-- WORK INSTRUCTION --
Once you find the line that contains "When the pointer", write out that line and every line after it to the end of the records, exactly and with nothing else.
GIVEN RECORDS section start
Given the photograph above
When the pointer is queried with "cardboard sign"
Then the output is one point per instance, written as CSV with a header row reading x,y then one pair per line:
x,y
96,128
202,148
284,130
GIVEN RECORDS section end
-- SOLUTION --
When the pointer is queried with "cardboard sign"
Then the output is one point per instance, written as CSV with a header row reading x,y then one pair per line:
x,y
96,128
202,148
284,130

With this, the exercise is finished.